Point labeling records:
#####
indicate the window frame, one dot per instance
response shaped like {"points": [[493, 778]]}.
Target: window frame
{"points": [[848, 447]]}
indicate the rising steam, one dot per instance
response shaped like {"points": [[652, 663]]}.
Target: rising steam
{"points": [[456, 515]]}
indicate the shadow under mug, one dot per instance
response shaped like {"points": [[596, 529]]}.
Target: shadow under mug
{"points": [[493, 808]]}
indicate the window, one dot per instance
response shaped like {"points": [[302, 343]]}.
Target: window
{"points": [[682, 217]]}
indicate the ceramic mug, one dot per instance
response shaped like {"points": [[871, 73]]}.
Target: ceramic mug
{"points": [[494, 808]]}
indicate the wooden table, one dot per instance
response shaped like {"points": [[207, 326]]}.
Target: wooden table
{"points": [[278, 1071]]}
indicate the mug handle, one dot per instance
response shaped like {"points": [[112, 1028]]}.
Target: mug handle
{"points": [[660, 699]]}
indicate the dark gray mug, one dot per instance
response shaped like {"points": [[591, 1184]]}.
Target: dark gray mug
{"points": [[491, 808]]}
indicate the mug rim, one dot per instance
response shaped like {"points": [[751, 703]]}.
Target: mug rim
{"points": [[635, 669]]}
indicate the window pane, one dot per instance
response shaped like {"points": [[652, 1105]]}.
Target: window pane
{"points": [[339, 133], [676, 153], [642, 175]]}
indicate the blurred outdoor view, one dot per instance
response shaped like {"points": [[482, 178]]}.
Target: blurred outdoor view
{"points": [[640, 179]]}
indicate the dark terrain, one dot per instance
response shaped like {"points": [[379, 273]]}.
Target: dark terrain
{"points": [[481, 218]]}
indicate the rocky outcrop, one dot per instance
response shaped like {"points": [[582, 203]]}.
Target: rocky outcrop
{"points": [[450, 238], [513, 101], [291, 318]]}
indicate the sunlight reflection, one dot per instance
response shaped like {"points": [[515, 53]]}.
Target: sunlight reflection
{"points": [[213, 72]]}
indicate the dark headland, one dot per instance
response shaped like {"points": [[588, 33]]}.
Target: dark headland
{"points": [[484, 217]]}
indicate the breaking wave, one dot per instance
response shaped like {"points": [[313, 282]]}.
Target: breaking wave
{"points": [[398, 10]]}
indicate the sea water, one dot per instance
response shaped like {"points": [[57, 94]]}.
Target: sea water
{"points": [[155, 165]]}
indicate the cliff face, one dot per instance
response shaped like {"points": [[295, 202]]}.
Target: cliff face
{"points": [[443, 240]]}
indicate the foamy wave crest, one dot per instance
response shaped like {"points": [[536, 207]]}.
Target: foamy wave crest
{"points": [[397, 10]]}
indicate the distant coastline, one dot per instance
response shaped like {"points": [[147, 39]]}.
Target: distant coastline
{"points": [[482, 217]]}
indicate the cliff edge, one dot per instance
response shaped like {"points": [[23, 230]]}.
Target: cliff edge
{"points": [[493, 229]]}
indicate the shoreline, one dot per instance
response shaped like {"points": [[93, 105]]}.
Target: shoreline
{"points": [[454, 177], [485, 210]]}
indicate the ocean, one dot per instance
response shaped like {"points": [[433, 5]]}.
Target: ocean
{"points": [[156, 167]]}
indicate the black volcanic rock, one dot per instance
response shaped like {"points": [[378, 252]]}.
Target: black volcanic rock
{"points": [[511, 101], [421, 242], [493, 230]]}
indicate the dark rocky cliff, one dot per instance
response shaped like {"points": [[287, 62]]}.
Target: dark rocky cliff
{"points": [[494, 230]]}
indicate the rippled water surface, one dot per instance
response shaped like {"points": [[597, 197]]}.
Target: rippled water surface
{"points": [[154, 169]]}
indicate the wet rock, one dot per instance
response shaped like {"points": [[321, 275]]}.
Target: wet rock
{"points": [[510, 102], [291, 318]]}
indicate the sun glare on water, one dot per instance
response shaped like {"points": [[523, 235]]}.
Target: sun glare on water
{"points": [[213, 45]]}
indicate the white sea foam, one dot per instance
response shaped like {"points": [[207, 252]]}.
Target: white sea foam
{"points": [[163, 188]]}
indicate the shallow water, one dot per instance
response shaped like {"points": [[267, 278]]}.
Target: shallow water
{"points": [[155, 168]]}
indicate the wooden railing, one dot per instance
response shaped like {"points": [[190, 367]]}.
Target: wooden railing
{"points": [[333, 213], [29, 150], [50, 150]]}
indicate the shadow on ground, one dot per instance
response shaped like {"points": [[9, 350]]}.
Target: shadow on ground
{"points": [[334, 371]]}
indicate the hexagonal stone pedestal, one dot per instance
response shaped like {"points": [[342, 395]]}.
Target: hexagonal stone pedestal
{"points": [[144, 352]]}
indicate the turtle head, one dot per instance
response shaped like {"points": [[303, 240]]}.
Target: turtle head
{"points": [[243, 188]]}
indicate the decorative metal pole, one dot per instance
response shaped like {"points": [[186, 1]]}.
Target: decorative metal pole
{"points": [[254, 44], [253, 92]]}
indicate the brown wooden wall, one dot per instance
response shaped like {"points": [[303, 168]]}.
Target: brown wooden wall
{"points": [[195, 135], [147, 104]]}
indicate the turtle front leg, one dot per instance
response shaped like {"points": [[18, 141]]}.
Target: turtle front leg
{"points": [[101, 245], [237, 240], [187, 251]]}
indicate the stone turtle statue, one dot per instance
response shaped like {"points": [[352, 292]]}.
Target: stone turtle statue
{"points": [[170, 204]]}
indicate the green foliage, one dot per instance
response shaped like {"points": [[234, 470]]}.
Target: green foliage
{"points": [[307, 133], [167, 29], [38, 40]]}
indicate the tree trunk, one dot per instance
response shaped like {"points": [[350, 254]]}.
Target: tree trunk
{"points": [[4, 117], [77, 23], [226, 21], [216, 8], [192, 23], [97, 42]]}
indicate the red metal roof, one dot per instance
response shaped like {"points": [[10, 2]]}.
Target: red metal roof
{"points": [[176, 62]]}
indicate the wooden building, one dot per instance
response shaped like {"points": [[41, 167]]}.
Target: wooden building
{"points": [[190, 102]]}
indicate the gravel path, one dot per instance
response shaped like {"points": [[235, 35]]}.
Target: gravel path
#####
**Required work**
Rewrite the records above, changing every "one dot per instance" to "one dot for each instance" and leaving everything else as it is.

**Expected answer**
indicate the window frame, one dot for each instance
response shaped like {"points": [[493, 778]]}.
Target: window frame
{"points": [[848, 447]]}
indicate the rising steam, one dot for each instance
response shaped like {"points": [[652, 663]]}.
Target: rising steam
{"points": [[456, 515]]}
indicate the shadow under mug, one dot for each instance
response shaped like {"points": [[596, 529]]}.
Target: shadow under mug
{"points": [[493, 808]]}
indicate the window, one dot for each instance
response shaped like {"points": [[302, 343]]}.
Target: window
{"points": [[682, 217]]}
indicate the ceramic mug, one dot for each instance
response shaped like {"points": [[871, 73]]}.
Target: ceramic mug
{"points": [[494, 808]]}
indicate the wooden table, one dot for each instance
response shaped like {"points": [[207, 326]]}.
Target: wooden table
{"points": [[278, 1071]]}
indicate the mug handle, one dot for each instance
response shaped like {"points": [[112, 1028]]}.
Target: mug handle
{"points": [[660, 699]]}
indicate the dark gray mug, one dot for each instance
response shaped like {"points": [[591, 1184]]}.
Target: dark gray mug
{"points": [[491, 808]]}
indicate the mug rim, one dot for each instance
response shaped like {"points": [[751, 703]]}.
Target: mug rim
{"points": [[635, 669]]}
indicate the window pane, one dot for each instance
response shaped like {"points": [[652, 1105]]}.
Target: window pane
{"points": [[339, 133], [676, 153], [642, 175]]}
indicate the blurred outdoor view, one dot for each instance
response shaped like {"points": [[482, 178]]}.
Target: blurred outdoor view
{"points": [[640, 179]]}
indicate the dark terrain, one dot for each instance
response shaped like {"points": [[379, 273]]}.
Target: dark terrain
{"points": [[481, 218]]}
indicate the rocky outcrop, one dot for each instance
response shaped like {"points": [[582, 203]]}.
Target: rocky outcrop
{"points": [[450, 238], [513, 101], [291, 318]]}
indicate the sunlight reflection, one dot for each instance
response shaped like {"points": [[515, 53]]}.
Target: sunlight reflection
{"points": [[213, 72]]}
indicate the dark headland, one dot for each instance
response shaped like {"points": [[588, 33]]}.
Target: dark headland
{"points": [[484, 217]]}
indicate the breaking wave, one dot for each instance
response shaped like {"points": [[313, 282]]}.
Target: breaking wave
{"points": [[398, 10]]}
indicate the sea water, one dot for each instance
response shaped like {"points": [[57, 94]]}.
Target: sea water
{"points": [[155, 165]]}
indicate the cliff face, one dot for each instance
response shaped like {"points": [[295, 202]]}.
Target: cliff face
{"points": [[443, 240]]}
indicate the foamy wave crest, one dot for each instance
response shaped like {"points": [[536, 207]]}.
Target: foamy wave crest
{"points": [[397, 10]]}
indicate the distant coastline, one dot for each instance
response shaped like {"points": [[147, 39]]}.
Target: distant coastline
{"points": [[482, 217]]}
indicate the cliff edge, one dot for each instance
response shaped like {"points": [[23, 230]]}.
Target: cliff edge
{"points": [[493, 229]]}
indicate the shoreline, one dot for each instance
response shaped like {"points": [[93, 105]]}.
Target: shoreline
{"points": [[454, 177], [485, 210]]}
indicate the ocean, one dot for each instance
response shaped like {"points": [[433, 5]]}.
Target: ocean
{"points": [[156, 167]]}
indicate the black volcanic rock, one dot for each instance
response shaped like {"points": [[378, 252]]}.
Target: black volcanic rock
{"points": [[511, 101], [421, 242], [493, 230]]}
indicate the dark rocky cliff, one dot for each instance
response shaped like {"points": [[287, 62]]}.
Target: dark rocky cliff
{"points": [[494, 230]]}
indicate the rippled water surface, one dot for each instance
response shaped like {"points": [[597, 197]]}.
Target: rippled water surface
{"points": [[154, 169]]}
indicate the wet rock, one dot for each instance
response shaped like {"points": [[321, 275]]}.
Target: wet rock
{"points": [[510, 102], [291, 318]]}
indicate the sun glare on water, one dot for each instance
response shaped like {"points": [[523, 235]]}.
Target: sun glare on water
{"points": [[213, 45]]}
indicate the white sea foam, one dot for each instance
response shaped like {"points": [[207, 252]]}.
Target: white sea foam
{"points": [[163, 188]]}
indicate the shallow water, one dot for each instance
response shaped like {"points": [[267, 278]]}.
Target: shallow water
{"points": [[155, 168]]}
indicate the wooden railing, one dot for each instance
response shaped like {"points": [[190, 367]]}.
Target: wooden railing
{"points": [[333, 213], [29, 150], [50, 150]]}
indicate the shadow on ground, one dot for each instance
response shaped like {"points": [[9, 350]]}.
Target: shadow on ground
{"points": [[334, 371]]}
indicate the hexagonal stone pedestal, one dot for each instance
response shaped like {"points": [[342, 395]]}.
Target: hexagonal stone pedestal
{"points": [[144, 352]]}
indicate the turtle head, one dot for each instance
response shaped like {"points": [[303, 240]]}.
Target: turtle head
{"points": [[243, 188]]}
indicate the decorative metal pole, one dot for each instance
response shaped like {"points": [[186, 1]]}.
Target: decorative metal pole
{"points": [[254, 44], [253, 92]]}
indicate the brown wooden wall, one dot for each instance
response shaped like {"points": [[303, 168]]}.
Target: brown wooden wall
{"points": [[195, 135], [147, 104]]}
indicate the turtle front leg, one dot for each instance
response shaped like {"points": [[18, 141]]}.
Target: turtle front leg
{"points": [[101, 245], [237, 240], [187, 251]]}
indicate the stone turtle statue, one dot for each instance
response shaped like {"points": [[352, 292]]}.
Target: stone turtle statue
{"points": [[170, 204]]}
indicate the green foliage, one dot for each instance
response shaped like {"points": [[234, 470]]}.
Target: green foliage
{"points": [[307, 133], [167, 29], [38, 40]]}
indicate the tree trunk, one dot for each instance
response shaped like {"points": [[350, 254]]}.
Target: tree trunk
{"points": [[4, 117], [77, 23], [226, 21], [216, 8], [192, 23], [97, 42]]}
indicate the red metal roof, one dot for each instance
response shaped like {"points": [[10, 2]]}.
Target: red metal roof
{"points": [[176, 62]]}
indicate the wooden building, one dot for each instance
response shaped like {"points": [[41, 167]]}.
Target: wooden building
{"points": [[190, 102]]}
indicate the gravel path, one dot for each instance
response shaped like {"points": [[235, 35]]}.
Target: gravel path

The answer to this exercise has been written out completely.